__Assigned task__
Determine how many lines in the listing below contain the word "power", then state that number by itself.

__Record set__

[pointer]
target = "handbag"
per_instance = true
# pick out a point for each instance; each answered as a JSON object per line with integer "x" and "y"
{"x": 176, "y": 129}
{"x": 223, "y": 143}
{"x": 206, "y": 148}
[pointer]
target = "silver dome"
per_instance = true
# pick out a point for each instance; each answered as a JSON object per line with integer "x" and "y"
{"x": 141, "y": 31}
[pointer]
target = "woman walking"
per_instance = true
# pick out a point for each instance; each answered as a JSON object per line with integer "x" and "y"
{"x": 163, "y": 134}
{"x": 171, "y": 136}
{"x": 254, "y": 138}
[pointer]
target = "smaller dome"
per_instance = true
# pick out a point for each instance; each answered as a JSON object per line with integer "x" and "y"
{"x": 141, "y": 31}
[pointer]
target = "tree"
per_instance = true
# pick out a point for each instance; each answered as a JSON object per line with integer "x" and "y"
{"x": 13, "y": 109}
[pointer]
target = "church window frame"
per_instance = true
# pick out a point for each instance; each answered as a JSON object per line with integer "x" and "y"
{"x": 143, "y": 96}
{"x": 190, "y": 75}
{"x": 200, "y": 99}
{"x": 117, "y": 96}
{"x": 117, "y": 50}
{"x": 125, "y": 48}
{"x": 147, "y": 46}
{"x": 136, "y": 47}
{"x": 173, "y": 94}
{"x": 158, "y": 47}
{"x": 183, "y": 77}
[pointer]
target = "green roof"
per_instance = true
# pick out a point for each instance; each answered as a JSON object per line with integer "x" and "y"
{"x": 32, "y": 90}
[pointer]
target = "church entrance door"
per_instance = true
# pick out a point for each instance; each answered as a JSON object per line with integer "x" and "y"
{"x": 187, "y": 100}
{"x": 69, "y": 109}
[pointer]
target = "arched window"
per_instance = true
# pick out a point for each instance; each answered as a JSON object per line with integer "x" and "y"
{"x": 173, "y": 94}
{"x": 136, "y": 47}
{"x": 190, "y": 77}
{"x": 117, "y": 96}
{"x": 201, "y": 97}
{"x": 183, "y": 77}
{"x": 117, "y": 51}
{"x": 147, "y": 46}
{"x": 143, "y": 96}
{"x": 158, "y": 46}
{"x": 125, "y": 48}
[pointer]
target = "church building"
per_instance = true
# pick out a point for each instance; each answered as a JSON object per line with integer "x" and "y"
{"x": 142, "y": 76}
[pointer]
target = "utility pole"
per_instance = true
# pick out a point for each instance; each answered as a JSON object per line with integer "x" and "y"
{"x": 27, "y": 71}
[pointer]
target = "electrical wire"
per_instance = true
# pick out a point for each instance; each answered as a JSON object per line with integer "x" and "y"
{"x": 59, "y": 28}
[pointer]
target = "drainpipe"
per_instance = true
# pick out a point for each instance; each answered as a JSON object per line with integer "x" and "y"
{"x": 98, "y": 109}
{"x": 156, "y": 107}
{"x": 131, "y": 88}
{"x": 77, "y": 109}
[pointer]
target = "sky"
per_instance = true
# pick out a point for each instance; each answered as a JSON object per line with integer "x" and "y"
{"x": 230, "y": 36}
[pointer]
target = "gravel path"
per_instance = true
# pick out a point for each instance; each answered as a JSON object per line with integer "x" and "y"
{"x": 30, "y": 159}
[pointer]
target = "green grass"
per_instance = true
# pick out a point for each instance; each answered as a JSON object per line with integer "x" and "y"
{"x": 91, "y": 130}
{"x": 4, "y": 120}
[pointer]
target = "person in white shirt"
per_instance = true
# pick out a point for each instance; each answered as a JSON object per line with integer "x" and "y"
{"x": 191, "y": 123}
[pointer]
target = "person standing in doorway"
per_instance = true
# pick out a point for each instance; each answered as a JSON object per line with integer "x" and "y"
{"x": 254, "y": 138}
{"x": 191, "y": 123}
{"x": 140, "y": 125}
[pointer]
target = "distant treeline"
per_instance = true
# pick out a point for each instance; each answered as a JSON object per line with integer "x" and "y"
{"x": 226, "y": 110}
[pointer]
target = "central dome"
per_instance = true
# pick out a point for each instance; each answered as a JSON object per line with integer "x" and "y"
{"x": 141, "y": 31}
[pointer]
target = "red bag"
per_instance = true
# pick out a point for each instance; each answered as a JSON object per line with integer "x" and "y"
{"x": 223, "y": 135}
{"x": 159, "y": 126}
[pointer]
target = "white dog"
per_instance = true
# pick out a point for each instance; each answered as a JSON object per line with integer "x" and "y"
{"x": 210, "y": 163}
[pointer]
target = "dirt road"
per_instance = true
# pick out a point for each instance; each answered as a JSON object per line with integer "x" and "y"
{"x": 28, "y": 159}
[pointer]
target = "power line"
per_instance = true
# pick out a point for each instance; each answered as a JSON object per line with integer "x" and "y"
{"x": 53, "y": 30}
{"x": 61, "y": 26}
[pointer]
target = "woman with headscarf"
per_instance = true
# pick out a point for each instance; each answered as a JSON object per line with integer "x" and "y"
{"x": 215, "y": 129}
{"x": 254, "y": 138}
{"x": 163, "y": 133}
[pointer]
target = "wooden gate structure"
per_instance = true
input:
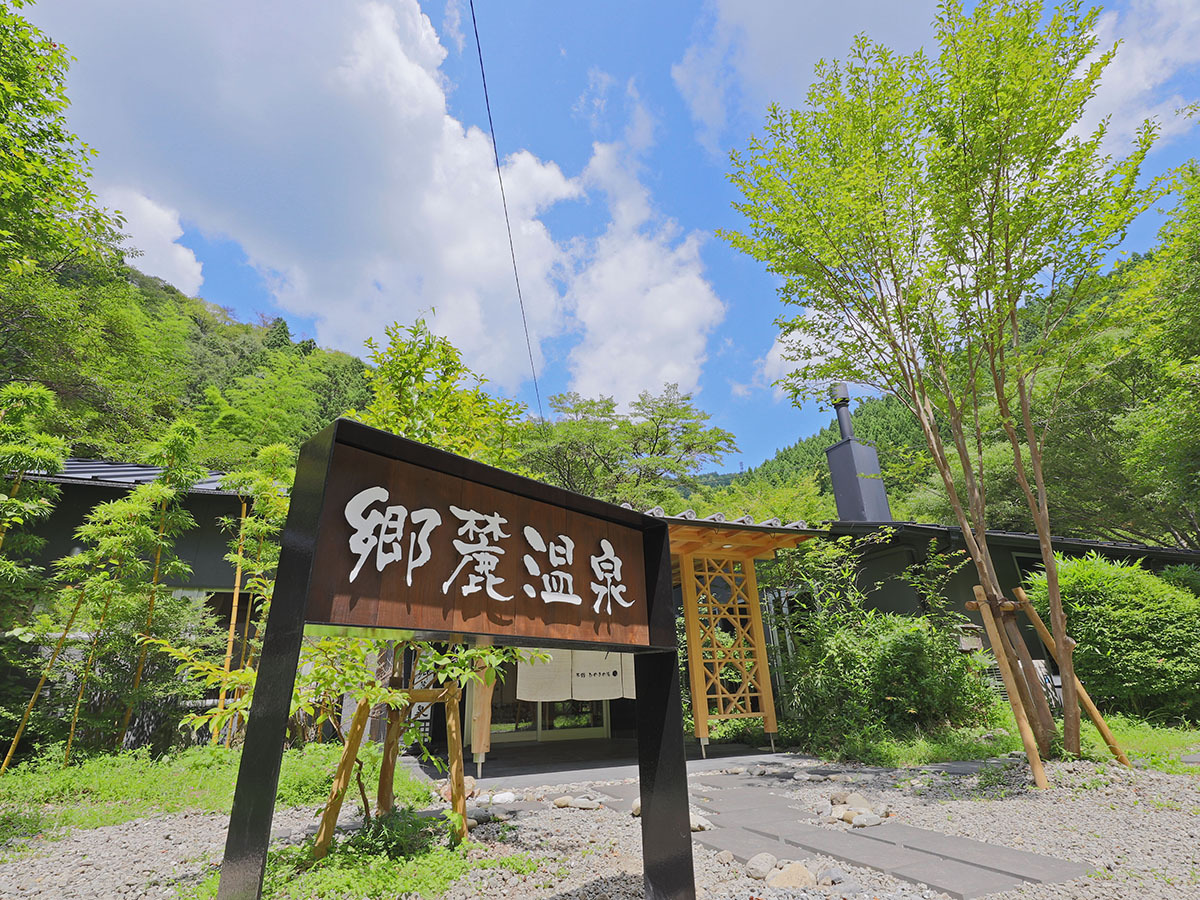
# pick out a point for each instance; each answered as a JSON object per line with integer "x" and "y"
{"x": 713, "y": 563}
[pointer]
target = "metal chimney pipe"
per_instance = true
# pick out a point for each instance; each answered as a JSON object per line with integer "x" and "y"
{"x": 840, "y": 396}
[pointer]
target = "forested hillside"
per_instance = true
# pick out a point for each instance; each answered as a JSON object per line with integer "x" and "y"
{"x": 126, "y": 353}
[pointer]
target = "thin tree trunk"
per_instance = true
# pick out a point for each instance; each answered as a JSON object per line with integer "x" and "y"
{"x": 1041, "y": 707}
{"x": 41, "y": 683}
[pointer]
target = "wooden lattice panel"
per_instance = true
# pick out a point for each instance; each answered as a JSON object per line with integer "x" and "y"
{"x": 726, "y": 646}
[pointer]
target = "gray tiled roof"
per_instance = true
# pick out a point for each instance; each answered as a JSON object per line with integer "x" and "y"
{"x": 125, "y": 474}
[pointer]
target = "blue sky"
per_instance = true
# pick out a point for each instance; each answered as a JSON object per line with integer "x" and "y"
{"x": 330, "y": 162}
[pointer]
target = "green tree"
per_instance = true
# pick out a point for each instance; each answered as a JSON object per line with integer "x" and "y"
{"x": 798, "y": 499}
{"x": 642, "y": 456}
{"x": 421, "y": 389}
{"x": 48, "y": 214}
{"x": 917, "y": 205}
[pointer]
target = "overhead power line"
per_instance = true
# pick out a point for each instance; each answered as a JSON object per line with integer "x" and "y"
{"x": 504, "y": 203}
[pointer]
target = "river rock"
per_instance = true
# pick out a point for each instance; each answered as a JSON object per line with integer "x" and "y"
{"x": 760, "y": 865}
{"x": 793, "y": 875}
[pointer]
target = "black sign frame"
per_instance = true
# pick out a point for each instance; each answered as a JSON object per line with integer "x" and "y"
{"x": 666, "y": 833}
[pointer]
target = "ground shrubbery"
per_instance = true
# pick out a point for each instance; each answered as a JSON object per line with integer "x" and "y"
{"x": 42, "y": 797}
{"x": 859, "y": 678}
{"x": 859, "y": 681}
{"x": 1139, "y": 636}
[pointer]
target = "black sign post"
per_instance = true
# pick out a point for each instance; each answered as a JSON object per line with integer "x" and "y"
{"x": 357, "y": 551}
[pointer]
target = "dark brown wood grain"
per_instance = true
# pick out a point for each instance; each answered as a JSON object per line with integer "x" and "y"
{"x": 384, "y": 598}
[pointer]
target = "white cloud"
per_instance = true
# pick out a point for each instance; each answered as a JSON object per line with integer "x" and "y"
{"x": 750, "y": 53}
{"x": 318, "y": 138}
{"x": 640, "y": 294}
{"x": 1159, "y": 42}
{"x": 451, "y": 23}
{"x": 774, "y": 366}
{"x": 154, "y": 231}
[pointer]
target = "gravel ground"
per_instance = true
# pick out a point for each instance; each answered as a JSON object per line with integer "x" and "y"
{"x": 1139, "y": 829}
{"x": 597, "y": 855}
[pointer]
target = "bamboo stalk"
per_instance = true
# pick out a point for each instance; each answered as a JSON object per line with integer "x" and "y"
{"x": 1085, "y": 700}
{"x": 83, "y": 682}
{"x": 41, "y": 683}
{"x": 233, "y": 618}
{"x": 341, "y": 780}
{"x": 1023, "y": 723}
{"x": 145, "y": 649}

__Task answer__
2